____ Exercise data
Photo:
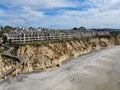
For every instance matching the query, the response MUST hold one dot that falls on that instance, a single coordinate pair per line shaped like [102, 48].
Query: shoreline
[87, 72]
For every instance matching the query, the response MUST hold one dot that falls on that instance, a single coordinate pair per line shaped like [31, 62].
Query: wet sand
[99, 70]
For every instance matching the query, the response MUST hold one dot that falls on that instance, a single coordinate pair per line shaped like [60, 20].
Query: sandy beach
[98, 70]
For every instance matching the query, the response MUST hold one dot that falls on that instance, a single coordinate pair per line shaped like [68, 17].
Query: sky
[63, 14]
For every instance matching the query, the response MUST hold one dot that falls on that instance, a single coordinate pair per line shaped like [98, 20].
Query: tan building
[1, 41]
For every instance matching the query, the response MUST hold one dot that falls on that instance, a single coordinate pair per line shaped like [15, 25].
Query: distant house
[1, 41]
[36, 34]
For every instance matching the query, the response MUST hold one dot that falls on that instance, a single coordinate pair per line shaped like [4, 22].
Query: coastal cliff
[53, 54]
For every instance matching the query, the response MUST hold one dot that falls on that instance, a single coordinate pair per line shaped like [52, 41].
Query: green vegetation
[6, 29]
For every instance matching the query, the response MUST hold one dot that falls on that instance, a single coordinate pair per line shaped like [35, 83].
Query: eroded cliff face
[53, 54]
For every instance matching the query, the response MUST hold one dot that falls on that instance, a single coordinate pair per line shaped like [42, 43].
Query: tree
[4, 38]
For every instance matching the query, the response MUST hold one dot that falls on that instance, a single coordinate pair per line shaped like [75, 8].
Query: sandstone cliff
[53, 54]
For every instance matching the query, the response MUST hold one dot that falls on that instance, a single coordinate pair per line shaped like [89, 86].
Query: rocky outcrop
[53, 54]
________
What is expected -
Reproduce the lines of the records above without any changes, omitting the pictures.

Result for this task -
Photo:
For every instance matching the query, the response MUST hold one dot that falls on that instance, a single coordinate pair per line shaped like [102, 48].
Query: shoreline
[87, 72]
For every instance matching the query, the response MUST hold one dot that falls on that instance, a single coordinate pair per line shaped like [31, 62].
Query: wet sand
[99, 70]
For every instance matching the query, the response MUST hold one dot that falls on that instance, a single coordinate pair per line shaped like [60, 20].
Query: sandy beach
[98, 70]
For every instance matching the query, the response MUST hold one dot that falls on that instance, a single coordinate pair per line shaped like [68, 17].
Query: sky
[63, 14]
For every instance matching the query, the response MUST hold one dot that falls on that instance, a single coordinate pair per line shaped like [98, 20].
Query: tan building
[1, 41]
For every instance matching the query, the response MUST hold one dot that falls on that instance, a single coordinate pair per line shaped like [15, 25].
Query: distant house
[1, 41]
[36, 34]
For every instance matching the query, the response MUST hold one dot that falls on that instance, a single coordinate pair per line shaped like [4, 22].
Query: coastal cliff
[53, 54]
For every instance matching the query, the response MUST hold one dot that falls on that instance, a single coordinate pair per line shaped like [52, 41].
Query: green vegetation
[6, 29]
For every instance matching the query, the response MUST hold one dot that falls on that instance, a single coordinate pair per line shaped like [35, 83].
Query: eroded cliff face
[53, 54]
For every instance matching the query, the response MUST hold one dot that falls on that instance, a single coordinate pair per line shaped like [42, 43].
Query: tree
[4, 38]
For every instance matching the query, the response MUST hold one dot that falls on that instance, a single coordinate pair per line shaped like [75, 8].
Query: sandstone cliff
[53, 54]
For every instance matching the query, the response MUST hold one dot that falls on that instance, a single coordinate pair per line shaped like [89, 86].
Query: rocky outcrop
[53, 54]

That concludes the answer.